[Data entries]
___
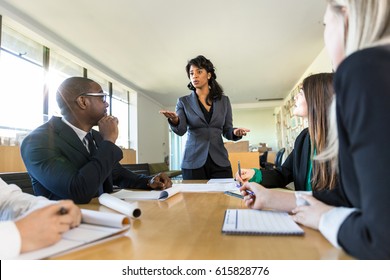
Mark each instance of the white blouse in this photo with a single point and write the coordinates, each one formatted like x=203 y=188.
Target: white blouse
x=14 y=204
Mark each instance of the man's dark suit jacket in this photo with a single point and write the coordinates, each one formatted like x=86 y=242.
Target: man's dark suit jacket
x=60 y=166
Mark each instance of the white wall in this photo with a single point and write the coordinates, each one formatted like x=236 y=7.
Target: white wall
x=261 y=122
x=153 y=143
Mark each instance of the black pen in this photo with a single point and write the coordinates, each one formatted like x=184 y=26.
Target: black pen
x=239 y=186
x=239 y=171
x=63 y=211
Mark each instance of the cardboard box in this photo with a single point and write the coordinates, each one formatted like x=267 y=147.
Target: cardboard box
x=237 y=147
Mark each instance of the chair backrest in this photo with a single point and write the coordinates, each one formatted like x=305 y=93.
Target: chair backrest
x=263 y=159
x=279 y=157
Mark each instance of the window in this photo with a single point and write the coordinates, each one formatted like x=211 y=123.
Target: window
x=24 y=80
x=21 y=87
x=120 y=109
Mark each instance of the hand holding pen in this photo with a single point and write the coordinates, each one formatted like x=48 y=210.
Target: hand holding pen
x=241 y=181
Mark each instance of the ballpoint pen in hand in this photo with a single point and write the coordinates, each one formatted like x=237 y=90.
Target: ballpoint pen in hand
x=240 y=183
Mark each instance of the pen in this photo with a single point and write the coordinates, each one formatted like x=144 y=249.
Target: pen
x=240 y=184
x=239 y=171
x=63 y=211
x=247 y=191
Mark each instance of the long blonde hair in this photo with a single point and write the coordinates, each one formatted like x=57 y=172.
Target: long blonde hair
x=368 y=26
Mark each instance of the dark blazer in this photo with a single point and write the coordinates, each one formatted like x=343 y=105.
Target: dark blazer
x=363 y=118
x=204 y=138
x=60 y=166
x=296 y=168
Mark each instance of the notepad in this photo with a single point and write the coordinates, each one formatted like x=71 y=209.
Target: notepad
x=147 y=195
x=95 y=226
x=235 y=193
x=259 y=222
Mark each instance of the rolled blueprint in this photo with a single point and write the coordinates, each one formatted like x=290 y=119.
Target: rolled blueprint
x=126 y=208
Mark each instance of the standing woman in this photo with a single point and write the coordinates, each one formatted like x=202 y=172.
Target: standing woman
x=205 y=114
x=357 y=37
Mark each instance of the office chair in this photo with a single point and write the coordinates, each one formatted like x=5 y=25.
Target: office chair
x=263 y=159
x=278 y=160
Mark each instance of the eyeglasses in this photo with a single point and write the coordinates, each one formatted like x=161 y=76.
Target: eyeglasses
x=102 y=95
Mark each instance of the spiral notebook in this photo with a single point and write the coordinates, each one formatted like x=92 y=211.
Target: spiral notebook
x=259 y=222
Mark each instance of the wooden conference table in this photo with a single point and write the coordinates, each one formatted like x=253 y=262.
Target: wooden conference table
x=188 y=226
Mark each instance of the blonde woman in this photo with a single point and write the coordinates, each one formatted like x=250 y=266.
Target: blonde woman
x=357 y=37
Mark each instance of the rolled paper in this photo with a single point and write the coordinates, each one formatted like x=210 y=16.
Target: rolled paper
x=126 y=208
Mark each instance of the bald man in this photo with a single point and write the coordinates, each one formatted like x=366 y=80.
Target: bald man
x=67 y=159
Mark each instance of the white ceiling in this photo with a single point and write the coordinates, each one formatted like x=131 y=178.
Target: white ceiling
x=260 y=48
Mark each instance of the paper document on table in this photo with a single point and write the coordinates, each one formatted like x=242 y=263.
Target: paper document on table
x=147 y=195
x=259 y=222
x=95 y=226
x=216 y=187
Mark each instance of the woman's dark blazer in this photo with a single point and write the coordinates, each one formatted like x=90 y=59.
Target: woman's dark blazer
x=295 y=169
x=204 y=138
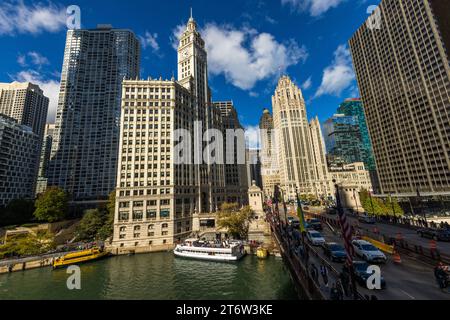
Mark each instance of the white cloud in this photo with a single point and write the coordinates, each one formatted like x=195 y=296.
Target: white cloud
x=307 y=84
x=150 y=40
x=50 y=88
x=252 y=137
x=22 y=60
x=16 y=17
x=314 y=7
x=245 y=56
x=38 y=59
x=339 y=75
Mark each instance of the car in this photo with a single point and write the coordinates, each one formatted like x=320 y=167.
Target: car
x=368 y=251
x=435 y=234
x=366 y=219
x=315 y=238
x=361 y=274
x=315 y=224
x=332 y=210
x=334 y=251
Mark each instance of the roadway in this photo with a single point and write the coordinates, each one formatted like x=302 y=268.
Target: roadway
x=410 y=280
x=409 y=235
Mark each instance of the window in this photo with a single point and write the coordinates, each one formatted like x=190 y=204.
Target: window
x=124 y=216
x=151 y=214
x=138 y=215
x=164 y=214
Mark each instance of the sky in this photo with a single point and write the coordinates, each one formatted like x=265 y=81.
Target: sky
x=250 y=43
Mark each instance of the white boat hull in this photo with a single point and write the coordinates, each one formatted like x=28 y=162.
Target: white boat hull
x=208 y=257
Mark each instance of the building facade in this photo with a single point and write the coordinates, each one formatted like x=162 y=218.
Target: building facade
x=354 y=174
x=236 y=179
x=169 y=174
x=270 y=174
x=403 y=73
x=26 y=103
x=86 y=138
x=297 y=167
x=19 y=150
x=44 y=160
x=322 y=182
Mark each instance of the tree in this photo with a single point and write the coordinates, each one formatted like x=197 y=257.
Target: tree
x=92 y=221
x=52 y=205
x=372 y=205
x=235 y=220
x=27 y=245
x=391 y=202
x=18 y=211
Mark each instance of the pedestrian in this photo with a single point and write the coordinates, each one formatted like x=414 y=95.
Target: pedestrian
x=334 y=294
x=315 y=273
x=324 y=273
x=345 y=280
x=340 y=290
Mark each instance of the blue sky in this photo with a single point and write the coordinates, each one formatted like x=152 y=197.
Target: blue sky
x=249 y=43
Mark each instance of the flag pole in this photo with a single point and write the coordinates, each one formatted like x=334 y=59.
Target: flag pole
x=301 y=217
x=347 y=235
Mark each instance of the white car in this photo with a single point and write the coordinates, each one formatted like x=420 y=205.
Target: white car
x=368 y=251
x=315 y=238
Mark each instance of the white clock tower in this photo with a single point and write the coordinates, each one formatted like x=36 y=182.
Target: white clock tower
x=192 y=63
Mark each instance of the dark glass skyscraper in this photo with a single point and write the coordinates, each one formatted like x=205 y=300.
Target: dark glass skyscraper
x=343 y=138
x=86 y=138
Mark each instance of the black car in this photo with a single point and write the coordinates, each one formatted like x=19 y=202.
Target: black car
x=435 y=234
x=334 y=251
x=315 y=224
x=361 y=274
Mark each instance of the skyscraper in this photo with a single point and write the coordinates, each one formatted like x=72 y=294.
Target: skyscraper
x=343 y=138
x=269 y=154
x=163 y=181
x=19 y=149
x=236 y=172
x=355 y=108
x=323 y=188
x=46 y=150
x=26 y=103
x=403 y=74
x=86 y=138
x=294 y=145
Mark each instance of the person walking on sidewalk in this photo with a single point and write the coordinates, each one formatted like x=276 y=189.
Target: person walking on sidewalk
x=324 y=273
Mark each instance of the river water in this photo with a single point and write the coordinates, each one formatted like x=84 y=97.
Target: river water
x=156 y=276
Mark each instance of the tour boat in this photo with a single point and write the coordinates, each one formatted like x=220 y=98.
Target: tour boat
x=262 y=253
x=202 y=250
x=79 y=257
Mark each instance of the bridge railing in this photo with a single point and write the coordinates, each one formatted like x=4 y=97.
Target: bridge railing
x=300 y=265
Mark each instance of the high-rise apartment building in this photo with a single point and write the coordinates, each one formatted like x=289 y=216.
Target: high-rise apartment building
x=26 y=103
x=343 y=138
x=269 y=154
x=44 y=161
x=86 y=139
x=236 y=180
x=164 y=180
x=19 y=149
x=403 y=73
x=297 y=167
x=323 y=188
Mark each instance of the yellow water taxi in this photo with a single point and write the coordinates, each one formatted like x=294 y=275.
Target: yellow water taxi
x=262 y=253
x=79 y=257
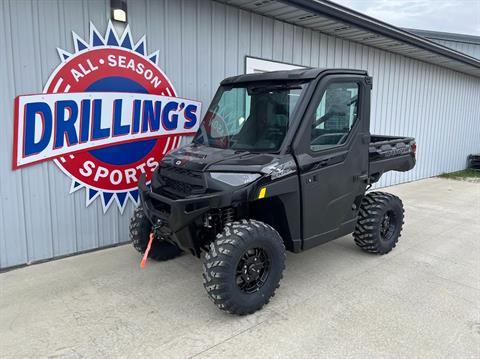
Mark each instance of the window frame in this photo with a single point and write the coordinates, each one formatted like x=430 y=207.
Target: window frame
___
Format the lines from the start of the data entries above up to and including the line that contains "x=237 y=147" as a JSON list of strings, one string per line, with blank lines omitted. Leave the pictures out.

_SOLUTION FOR THIS EXERCISE_
[
  "Mark each instance of the white blouse in this photo with a single point and write the coordinates, each one formatted like x=203 y=188.",
  "Target: white blouse",
  "x=14 y=204",
  "Mark each instance of the man's dark suit jacket in this photo with a single point and write the coordinates, each one formatted like x=86 y=242.",
  "Target: man's dark suit jacket",
  "x=60 y=166",
  "Mark each instance of the white wall in this photo with a single point and write the coordinates, each one formatted like x=236 y=7.",
  "Target: white wall",
  "x=261 y=122",
  "x=153 y=143",
  "Mark each instance of the black pen in this photo with a single point and write the coordinates, each one formatted like x=184 y=26.",
  "Target: black pen",
  "x=239 y=186",
  "x=239 y=171",
  "x=63 y=211",
  "Mark each instance of the cardboard box in this photo with a single point and write the coordinates, each one formatted like x=267 y=147.",
  "Target: cardboard box",
  "x=237 y=147"
]